*** Data ***

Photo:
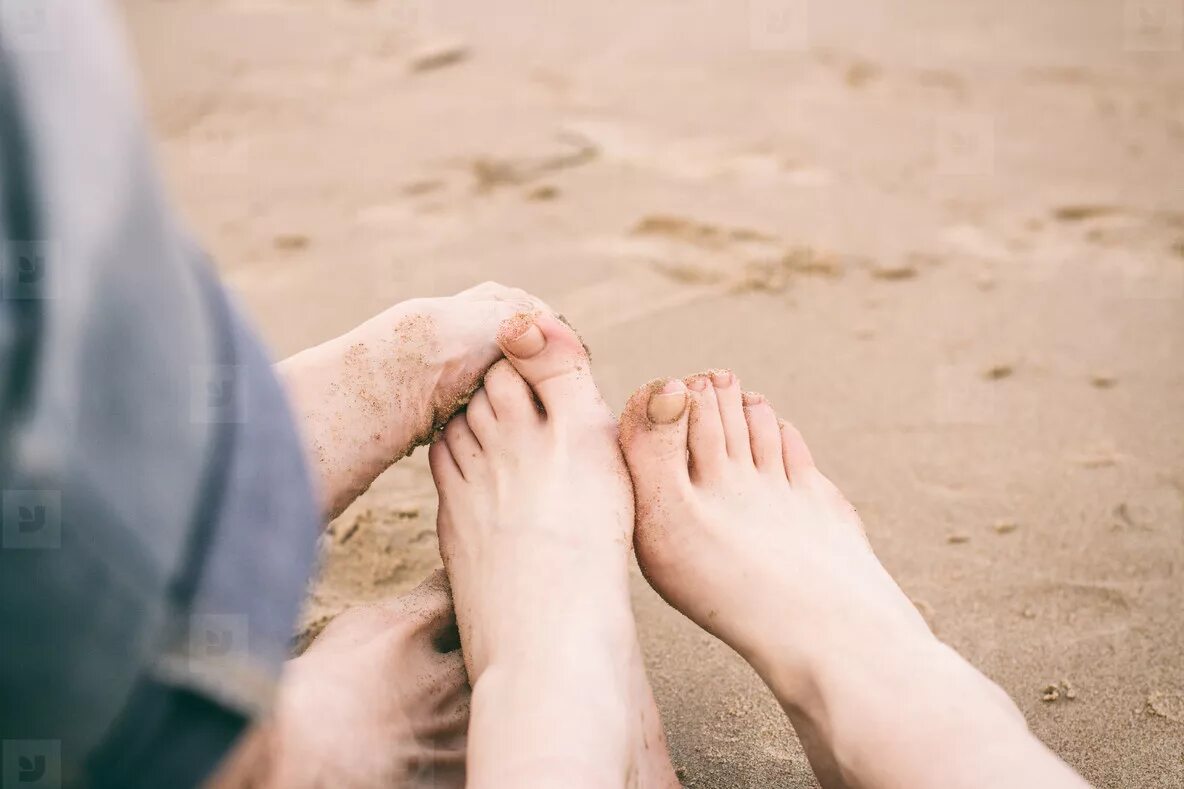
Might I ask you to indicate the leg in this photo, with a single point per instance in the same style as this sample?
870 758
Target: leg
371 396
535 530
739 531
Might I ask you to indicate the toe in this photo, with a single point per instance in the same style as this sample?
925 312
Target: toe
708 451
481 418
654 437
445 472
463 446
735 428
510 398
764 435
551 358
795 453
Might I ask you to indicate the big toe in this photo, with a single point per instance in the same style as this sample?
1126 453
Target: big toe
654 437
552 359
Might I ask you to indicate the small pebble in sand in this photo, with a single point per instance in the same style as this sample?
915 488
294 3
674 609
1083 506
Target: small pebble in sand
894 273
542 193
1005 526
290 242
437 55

*** End of Data ***
*** Data ***

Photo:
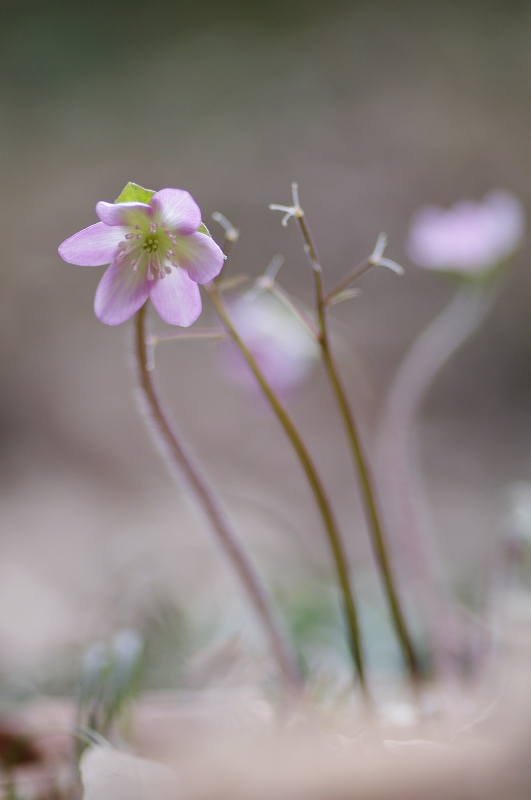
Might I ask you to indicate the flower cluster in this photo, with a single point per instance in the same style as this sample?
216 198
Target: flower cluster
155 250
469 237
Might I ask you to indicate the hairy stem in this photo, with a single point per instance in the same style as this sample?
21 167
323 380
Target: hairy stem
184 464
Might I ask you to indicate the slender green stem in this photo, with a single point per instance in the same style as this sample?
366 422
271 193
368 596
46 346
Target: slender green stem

*** End of Data ***

▶ _Exercise goal_:
Would you print exactly, and only, the lines of the data above from the line with "Might I ask you to indicate the hairy" through the line with "Target: slender green stem", inclusive?

▶ _Exercise answer_:
Might I ask you to indicate the hairy stem in this photo, with a single point per instance in the same style as this sample?
21 167
323 380
Target: hairy stem
184 464
Might I ask you to indicate the slender green stem in this photo, with a single point per instance in the same style as this sample?
366 422
271 193
368 596
46 346
Target: slender green stem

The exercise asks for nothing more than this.